What you should do ▸ The lines below that include "foliage" are to be found and copied.

Exercise materials ▸
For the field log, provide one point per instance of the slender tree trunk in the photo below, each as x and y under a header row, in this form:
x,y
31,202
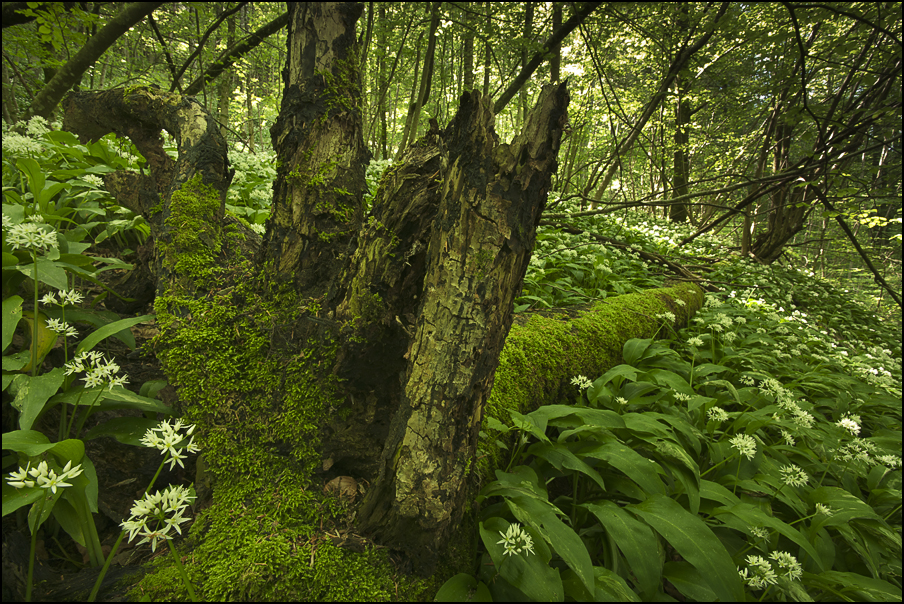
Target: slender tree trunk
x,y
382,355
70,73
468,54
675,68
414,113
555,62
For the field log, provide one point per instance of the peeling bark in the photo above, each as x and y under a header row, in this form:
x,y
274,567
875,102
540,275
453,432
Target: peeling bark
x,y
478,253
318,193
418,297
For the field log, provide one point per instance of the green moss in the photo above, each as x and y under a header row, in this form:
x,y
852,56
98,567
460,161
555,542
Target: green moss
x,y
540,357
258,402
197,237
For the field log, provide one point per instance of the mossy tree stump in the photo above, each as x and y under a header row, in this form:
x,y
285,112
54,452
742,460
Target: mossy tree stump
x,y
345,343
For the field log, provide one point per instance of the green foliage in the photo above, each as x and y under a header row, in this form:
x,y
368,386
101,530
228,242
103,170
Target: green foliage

Response area ▸
For the field log, provide one point per instance of the green foliage in the photo above, each as x and y under a header row, in this form:
Target: green foliage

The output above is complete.